- _DESCRIPTION OF THE TASK_
Reproduce the part of the listing that opens with the line containing "Target: red rose petal" and closes with the line containing "(1051, 151)", both of those lines included.

··· EXTRACTED DATA

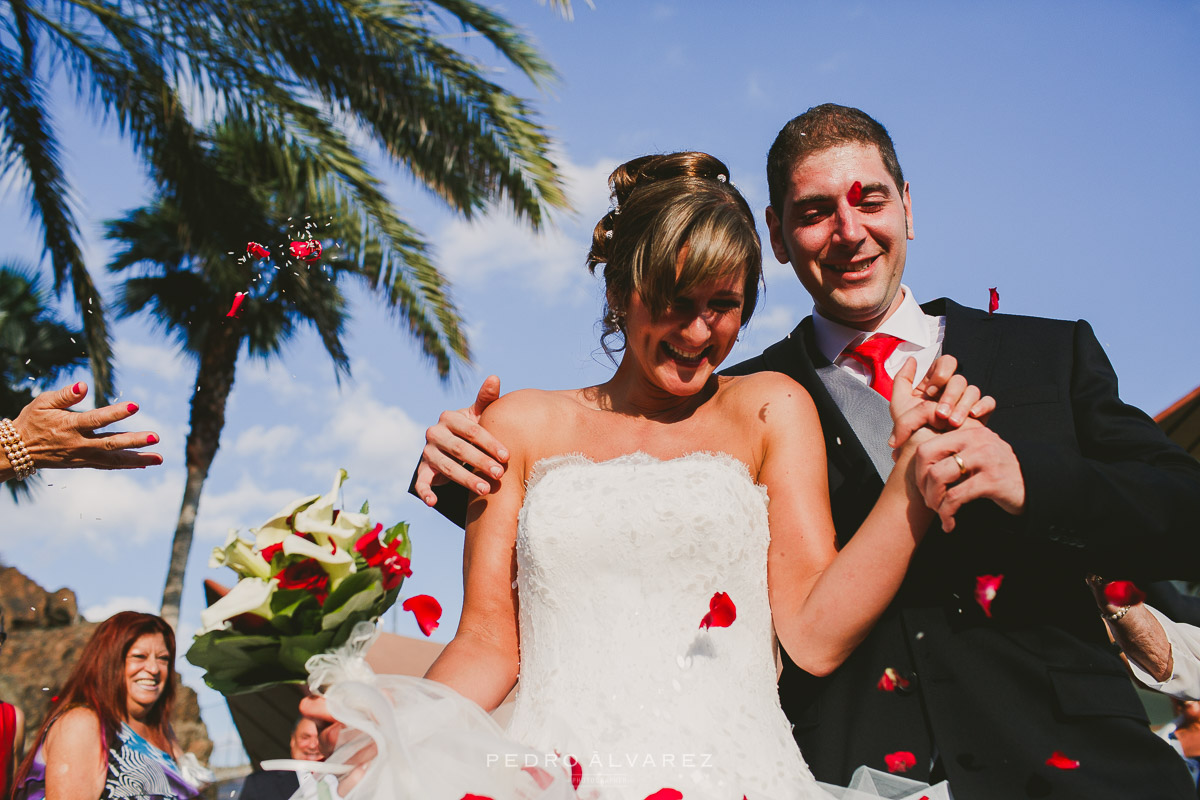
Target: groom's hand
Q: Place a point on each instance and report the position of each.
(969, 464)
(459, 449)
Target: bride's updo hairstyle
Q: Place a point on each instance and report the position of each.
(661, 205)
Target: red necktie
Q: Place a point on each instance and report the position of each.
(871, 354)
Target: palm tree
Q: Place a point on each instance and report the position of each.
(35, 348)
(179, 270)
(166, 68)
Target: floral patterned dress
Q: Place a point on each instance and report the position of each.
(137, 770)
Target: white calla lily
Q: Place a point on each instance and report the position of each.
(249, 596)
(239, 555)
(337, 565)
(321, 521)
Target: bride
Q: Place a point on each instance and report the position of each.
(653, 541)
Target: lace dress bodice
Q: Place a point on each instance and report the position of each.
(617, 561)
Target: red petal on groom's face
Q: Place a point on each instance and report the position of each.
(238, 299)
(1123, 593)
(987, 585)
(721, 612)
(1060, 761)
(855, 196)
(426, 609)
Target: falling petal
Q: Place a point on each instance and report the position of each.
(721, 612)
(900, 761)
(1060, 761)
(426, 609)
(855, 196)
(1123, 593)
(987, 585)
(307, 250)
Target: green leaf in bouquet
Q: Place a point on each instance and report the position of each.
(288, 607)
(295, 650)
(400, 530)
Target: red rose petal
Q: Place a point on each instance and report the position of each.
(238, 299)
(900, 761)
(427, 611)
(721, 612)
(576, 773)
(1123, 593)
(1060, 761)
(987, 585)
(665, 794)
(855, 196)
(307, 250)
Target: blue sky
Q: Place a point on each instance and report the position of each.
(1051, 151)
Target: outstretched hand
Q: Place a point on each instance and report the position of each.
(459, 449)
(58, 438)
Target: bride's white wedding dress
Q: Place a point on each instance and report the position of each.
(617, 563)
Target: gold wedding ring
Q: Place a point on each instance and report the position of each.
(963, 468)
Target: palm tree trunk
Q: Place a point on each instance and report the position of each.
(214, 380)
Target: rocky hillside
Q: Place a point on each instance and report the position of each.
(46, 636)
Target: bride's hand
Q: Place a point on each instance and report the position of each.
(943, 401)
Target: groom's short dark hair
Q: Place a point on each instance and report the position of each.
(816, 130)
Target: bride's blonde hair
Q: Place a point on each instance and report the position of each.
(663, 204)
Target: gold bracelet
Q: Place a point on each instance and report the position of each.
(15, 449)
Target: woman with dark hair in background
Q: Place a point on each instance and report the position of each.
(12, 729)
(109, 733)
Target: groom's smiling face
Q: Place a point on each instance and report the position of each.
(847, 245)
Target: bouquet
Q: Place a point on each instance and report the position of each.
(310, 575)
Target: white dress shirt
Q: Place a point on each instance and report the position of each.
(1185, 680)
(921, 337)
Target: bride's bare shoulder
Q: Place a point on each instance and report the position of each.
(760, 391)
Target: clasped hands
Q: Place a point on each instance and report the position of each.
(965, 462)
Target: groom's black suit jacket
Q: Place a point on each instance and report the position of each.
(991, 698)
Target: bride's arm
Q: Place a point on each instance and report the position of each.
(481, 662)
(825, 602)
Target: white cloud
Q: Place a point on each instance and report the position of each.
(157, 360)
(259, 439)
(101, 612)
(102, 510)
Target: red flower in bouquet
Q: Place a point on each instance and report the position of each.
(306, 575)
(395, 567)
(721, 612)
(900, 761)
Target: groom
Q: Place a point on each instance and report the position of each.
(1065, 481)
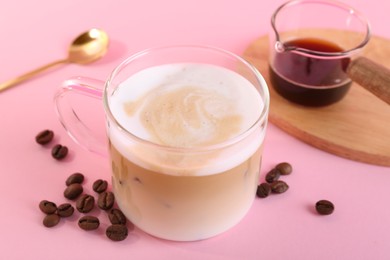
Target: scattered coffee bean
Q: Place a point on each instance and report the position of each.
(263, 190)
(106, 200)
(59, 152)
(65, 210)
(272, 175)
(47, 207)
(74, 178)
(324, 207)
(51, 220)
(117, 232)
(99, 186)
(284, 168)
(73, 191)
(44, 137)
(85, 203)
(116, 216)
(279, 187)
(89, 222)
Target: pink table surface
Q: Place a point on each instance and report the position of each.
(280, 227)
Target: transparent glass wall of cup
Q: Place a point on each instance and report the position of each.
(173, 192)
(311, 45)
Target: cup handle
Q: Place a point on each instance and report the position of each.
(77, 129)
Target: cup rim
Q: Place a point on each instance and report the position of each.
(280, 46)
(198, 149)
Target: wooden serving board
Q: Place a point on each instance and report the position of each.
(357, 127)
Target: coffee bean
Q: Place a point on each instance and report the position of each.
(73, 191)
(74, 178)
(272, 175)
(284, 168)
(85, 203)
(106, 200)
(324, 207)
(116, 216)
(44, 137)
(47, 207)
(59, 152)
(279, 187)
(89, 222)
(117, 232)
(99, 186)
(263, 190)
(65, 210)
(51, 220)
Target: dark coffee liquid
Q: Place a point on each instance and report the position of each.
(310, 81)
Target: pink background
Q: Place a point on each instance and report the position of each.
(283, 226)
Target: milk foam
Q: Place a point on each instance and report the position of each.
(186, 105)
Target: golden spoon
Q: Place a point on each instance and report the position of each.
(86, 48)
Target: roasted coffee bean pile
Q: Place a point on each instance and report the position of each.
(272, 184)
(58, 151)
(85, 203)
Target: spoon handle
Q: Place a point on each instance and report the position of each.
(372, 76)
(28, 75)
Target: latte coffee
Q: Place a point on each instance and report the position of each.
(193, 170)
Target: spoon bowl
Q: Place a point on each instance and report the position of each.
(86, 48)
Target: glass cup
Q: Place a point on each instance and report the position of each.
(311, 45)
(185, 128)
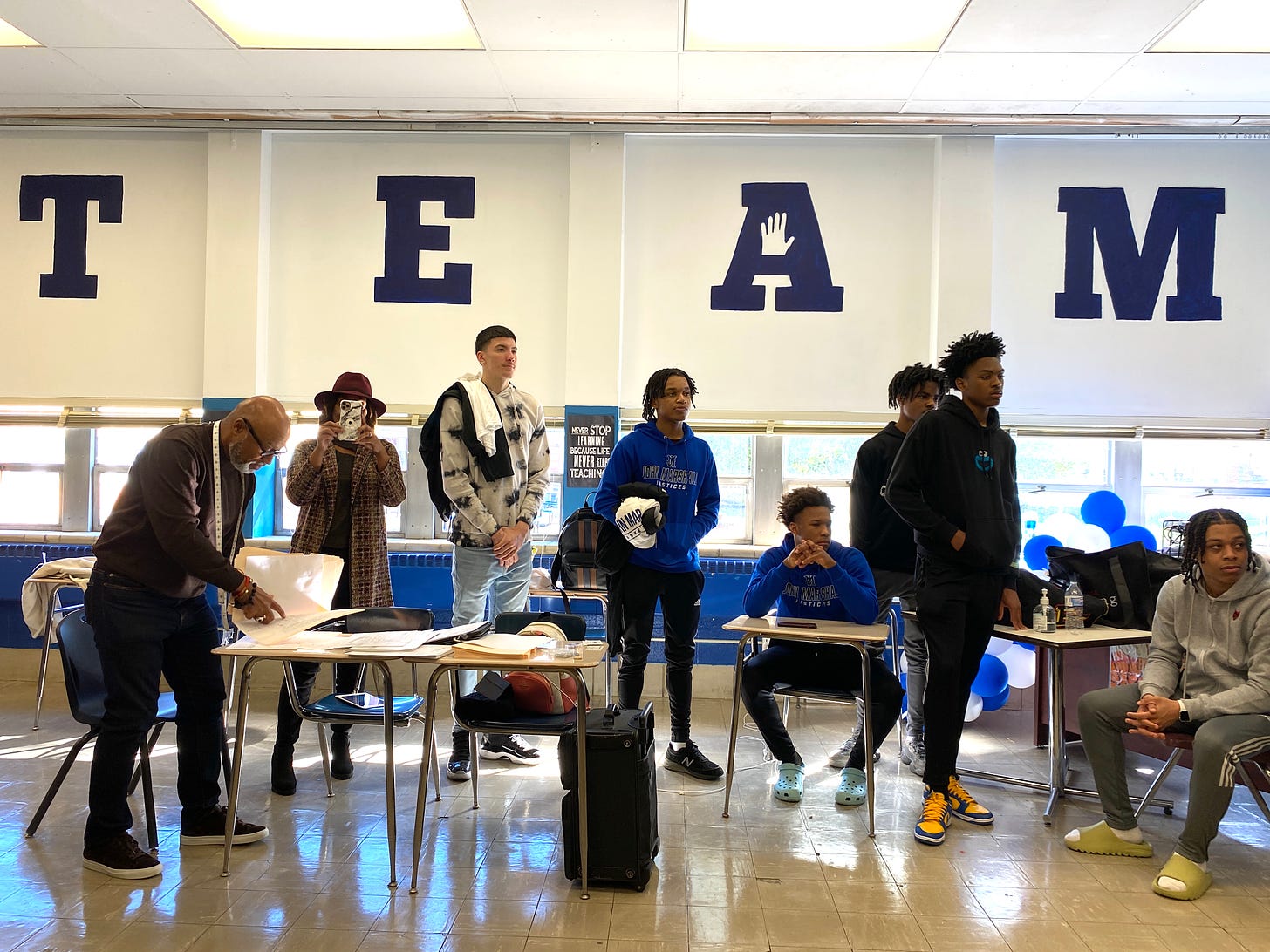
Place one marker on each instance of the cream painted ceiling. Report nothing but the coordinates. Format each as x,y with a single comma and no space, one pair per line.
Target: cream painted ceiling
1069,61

······

- _SOLUTION TO THIS EXERCISE_
Target: red rose petal
Q: Place a point on each instance and report the position of each.
(238, 299)
(900, 761)
(427, 611)
(721, 612)
(576, 773)
(1123, 593)
(1060, 761)
(987, 585)
(665, 794)
(855, 196)
(307, 250)
Target: blue sky
Q: Place a point on each instance and report the position of each.
(1051, 151)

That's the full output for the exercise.